Given task —
Format every line of the items below as a JSON list of strings, one string per line and no blank lines, leaving out the pictures.

*** The records

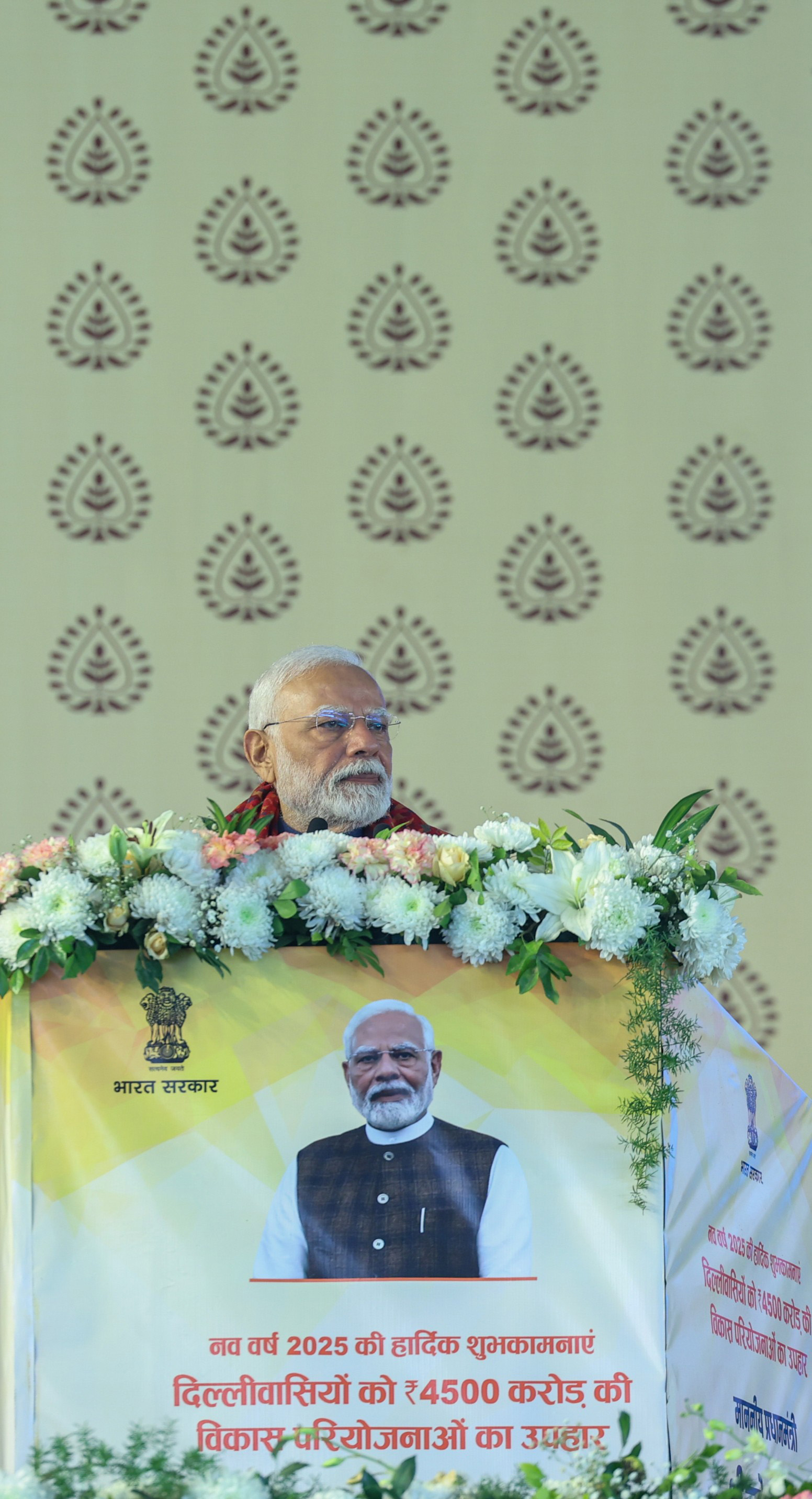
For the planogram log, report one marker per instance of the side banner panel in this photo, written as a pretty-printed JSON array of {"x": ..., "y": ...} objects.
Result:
[
  {"x": 153, "y": 1180},
  {"x": 17, "y": 1369},
  {"x": 739, "y": 1245}
]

******

Answer —
[
  "For the planogram log, report one marker per instance of the side banner panel in this photo, written as a pretty-printed JSON array of {\"x\": ..., \"y\": ...} objects.",
  "Result:",
  "[",
  "  {\"x\": 153, \"y\": 1180},",
  "  {\"x\": 17, \"y\": 1369},",
  "  {\"x\": 739, \"y\": 1245}",
  "]"
]